Si calcola un peggioramento del default rate delle imprese del 20% e si quantificano in 18 miliardi di euro i flussi di nuovi Npe che deriverebbero da una flessione del Pil del -0,5% nel 2020. Con il blocco dell’attività economica italiana si rischia il blocco del credito verso le aziende. Secondo gli esperti, i comitati crediti delle banche italiane, sulla scia delle notizie degli ultimi giorni, appaiono più prudenti nel concedere linee di finanziamento alle aziende.
Un report di Equita Sim, diffuso alla clientela, ha incentrato l’attenzione proprio sul settore bancario, effettuando un’analisi sugli impatti che il rallentamento dell’attività economica, dovuto al coronavirus, può avere sull’utile e sulle valutazioni degli istituti di credito di fronte a un peggioramento del quadro macroeconomico. Gli esperti segnalano che “incorporando un peggioramento del default rate del 20% a 1,6% (equivalente ad assumere un Pil di circa un -0,5%) – le stime precedenti, basate su una previsione di crescita del +0,5%, stimavano un default rate dell’1,2% – i flussi annui di nuovi Npe aumenterebbero a 18 miliardi di euro con un impatto negativo sulle stime di utile e valutazioni di circa 8%”.
In uno scenario di questo tipo, se storicamente con un tasso di crescita del Pil di 0,5%-1%, il default rate delle banche è stato di poco superiore all’1%, con una contrazione del Pil superiore al 2% il default rate arriverebbe a superare il 4%, con una reazione non lineare.
Problemi di numeri, come non potrebbe essere altrimenti per le banche, ma i numeri non sono tutto: sarà chiesto al settore bancario un contributo straordinario così come a tutti gli attori privati e pubblici della società. L’Abi ha così annunciato l’intenzione di “chiedere alle autorità italiane ed europee la sospensione fino a un anno dell’applicazione delle definizioni di ‘default’ per l’individuazione dei crediti scaduti e rivedere la tempistica degli accantonamenti automatici a fronte dei crediti deteriorati”, il cosiddetto “calendar provisioning”. Ha poi deciso di estendere “gli interventi di sostegno ai finanziamenti in essere al 31 dicembre 2019, previsti dall’accordo per il credito sottoscritto da Abi e dalle principali Associazioni di rappresentanza delle imprese”, che consentono la sospensione dei pagamenti delle quote capitale dei finanziamenti. In base alle linee guida dell’Eba, la nuova definizione di “default” si applicherà dal primo gennaio 2021, mentre il calendar provisioning per i nuovi presiti (emessi da aprile 2019) è già in vigore.

Voci del dataset:
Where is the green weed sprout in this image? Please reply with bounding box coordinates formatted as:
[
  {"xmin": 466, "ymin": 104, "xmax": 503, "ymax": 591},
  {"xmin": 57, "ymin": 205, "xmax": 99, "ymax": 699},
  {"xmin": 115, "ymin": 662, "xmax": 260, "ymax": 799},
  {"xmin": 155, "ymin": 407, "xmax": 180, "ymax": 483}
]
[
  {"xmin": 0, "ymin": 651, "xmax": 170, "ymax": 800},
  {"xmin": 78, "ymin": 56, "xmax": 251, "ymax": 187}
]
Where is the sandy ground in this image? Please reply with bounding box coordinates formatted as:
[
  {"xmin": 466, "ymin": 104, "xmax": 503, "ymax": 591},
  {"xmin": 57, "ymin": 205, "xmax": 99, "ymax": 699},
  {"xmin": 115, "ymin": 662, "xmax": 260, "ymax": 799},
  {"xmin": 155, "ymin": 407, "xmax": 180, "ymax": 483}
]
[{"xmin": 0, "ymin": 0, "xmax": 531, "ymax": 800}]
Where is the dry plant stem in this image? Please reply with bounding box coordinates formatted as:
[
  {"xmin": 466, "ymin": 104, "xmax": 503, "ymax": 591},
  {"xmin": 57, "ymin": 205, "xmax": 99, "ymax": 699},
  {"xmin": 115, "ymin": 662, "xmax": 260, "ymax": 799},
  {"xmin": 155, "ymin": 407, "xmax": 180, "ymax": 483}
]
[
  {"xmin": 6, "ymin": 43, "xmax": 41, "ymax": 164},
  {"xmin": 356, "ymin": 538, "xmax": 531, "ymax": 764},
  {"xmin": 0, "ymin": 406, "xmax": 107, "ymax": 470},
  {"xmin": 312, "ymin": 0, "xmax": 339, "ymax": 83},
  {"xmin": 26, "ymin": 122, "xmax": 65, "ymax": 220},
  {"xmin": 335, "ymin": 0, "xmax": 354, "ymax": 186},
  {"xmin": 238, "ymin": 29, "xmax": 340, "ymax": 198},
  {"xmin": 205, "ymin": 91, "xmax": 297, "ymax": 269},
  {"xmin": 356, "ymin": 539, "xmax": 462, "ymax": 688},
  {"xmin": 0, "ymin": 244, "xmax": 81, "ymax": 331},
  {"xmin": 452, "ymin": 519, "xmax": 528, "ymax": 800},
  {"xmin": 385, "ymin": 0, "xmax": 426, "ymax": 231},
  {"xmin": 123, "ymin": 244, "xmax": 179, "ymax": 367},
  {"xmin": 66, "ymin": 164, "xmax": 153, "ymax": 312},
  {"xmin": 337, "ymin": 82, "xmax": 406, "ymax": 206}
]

• Dettagli del compito: Prosegui l'articolo sui crediti bancari a partire dalla sua ultima frase. L'elenco non ha nulla a che vedere con l'articolo sui crediti bancari.

• Risposta al compito:
La Federal Reserve ha preso nel frattempo la leadership della risposta delle banche centrali internazionali tagliando con effetto immediato di mezzo punto percentuale i tassi d’interesse statunitensi.
Fra i tanti numeri di questo periodo di grande emergenza a causa dell’epidemia di coronavirus, c’è un aspetto che troppo spesso viene trascurato: come vivono l’emergenza le realtà economiche e le persone più fragili e deboli della nostra società, si tratta di un problema molto vasto. È necessario avere una coscienza comunitaria e sociale che non tenga conto solo del nostro “io”, ma che pensi al “noi”. Questo vale per ogni settore e campo di intervento, ivi compreso il credito, per fronteggiare una situazione che potrebbe far saltare il quadro sociale. Occorre essere all’altezza della situazione emergenziale che si è venuta a creare con l’epidemia virale. È dannoso un processo comunicativo e decisionale governato con la semplificazione o la paura, quando invece la situazione è complessa, e la competenza è elemento base per governare la complessità.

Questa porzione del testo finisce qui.